Exercise task 1: In the text on Grignard reagents, what is the carbon bonded to magnesium described as effectively being?

Source text:
Grignard Reagents and Carbon-Carbon Bond Formation

College Depth 174 in the knowledge graph I know this Set as goal
Unlocks 2 downstream topics
grignard c-c-coupling nucleophile organometallic synthetic-strategy

Core Idea

Grignard reagents (RMgX) are powerful nucleophiles formed from alkyl/aryl halides and magnesium. They attack electrophilic carbons in carbonyls (aldehydes, ketones, esters, CO₂) to form C-C bonds and (after aqueous workup) alcohols or carboxylic acids. Grignards also react with alkyl halides (SN2-like, for 1° halides), epoxides (ring-opening), and carbon dioxide. They cannot tolerate water, alcohols, amines, or carbonyl groups in the starting halide.

Explainer

You already know that Grignard reagents (RMgX) are formed by inserting magnesium into a carbon-halogen bond, and you understand nucleophilic addition to carbonyls. The Grignard reaction combines these ideas into one of organic chemistry's most versatile tools for building carbon-carbon bonds. The carbon bonded to magnesium is effectively a carbanion — an extraordinarily powerful nucleophile and strong base. This carbanion character is what makes Grignard reagents so reactive and so useful, but it is also what makes them so demanding about reaction conditions.

Exercise task 2: Put the lines of the rows below into a numbered list, from the line with "indicate the sunlit" up to and including the last line of the rows. Leave out any blank lines.

Data listing:
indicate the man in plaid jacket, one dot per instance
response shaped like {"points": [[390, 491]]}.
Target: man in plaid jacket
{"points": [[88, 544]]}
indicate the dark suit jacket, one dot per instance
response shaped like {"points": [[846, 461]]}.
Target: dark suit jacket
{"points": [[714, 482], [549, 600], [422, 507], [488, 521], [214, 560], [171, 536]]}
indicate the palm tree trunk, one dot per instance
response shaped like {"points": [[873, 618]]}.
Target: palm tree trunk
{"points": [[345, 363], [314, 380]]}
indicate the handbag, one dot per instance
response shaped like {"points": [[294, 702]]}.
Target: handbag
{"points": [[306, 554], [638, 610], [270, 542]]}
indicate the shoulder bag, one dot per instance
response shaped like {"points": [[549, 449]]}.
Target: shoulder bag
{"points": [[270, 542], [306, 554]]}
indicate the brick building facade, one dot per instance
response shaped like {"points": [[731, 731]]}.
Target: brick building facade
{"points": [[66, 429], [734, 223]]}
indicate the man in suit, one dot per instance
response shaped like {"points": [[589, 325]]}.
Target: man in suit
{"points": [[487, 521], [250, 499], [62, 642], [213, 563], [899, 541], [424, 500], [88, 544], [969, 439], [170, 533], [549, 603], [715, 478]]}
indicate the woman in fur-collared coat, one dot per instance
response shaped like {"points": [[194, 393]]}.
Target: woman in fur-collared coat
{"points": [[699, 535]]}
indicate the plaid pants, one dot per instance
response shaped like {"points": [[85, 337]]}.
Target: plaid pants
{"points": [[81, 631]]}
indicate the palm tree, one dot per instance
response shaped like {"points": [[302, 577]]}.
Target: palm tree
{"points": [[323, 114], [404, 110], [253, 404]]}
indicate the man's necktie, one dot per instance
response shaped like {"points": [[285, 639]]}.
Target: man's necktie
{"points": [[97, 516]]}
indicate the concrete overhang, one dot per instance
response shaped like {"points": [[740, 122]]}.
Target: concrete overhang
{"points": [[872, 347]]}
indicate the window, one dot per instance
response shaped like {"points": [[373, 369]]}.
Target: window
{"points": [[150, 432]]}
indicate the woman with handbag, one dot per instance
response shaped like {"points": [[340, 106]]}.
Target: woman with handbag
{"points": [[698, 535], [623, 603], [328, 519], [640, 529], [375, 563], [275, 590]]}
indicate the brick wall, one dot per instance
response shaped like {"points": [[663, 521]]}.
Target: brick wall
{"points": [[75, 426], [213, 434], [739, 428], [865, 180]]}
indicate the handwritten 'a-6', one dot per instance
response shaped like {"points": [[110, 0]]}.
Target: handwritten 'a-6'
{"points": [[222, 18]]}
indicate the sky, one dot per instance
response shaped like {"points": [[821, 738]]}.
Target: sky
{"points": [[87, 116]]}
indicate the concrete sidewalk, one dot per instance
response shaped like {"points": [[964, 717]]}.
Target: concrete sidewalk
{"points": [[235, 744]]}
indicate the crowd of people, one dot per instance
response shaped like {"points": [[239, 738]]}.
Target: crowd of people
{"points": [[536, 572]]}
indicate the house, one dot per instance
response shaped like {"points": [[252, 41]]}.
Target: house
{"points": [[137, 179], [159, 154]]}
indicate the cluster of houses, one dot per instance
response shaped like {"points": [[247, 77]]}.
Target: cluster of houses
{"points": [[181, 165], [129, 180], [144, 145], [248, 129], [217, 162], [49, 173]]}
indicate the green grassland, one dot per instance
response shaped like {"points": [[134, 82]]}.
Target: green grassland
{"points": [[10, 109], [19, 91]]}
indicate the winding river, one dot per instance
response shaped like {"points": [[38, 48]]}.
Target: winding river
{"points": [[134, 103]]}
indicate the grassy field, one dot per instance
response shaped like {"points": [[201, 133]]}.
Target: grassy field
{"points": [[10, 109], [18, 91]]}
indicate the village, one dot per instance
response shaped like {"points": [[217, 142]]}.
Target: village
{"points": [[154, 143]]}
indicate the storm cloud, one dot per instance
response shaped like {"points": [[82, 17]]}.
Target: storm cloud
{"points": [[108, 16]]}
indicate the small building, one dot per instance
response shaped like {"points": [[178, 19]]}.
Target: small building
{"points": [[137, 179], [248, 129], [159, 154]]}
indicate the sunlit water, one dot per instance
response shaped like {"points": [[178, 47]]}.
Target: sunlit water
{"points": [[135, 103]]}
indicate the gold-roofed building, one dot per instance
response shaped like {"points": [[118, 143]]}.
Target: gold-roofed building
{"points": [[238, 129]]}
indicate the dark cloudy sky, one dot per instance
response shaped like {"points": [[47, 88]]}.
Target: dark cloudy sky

Task answer 1: A carbanion, which is an extraordinarily powerful nucleophile and strong base.

Task answer 2:
1. indicate the sunlit water, one dot per instance
2. response shaped like {"points": [[178, 47]]}.
3. Target: sunlit water
4. {"points": [[135, 103]]}
5. indicate the gold-roofed building, one dot per instance
6. response shaped like {"points": [[118, 143]]}.
7. Target: gold-roofed building
8. {"points": [[238, 129]]}
9. indicate the dark cloudy sky, one dot per instance
10. response shaped like {"points": [[47, 88]]}.
11. Target: dark cloudy sky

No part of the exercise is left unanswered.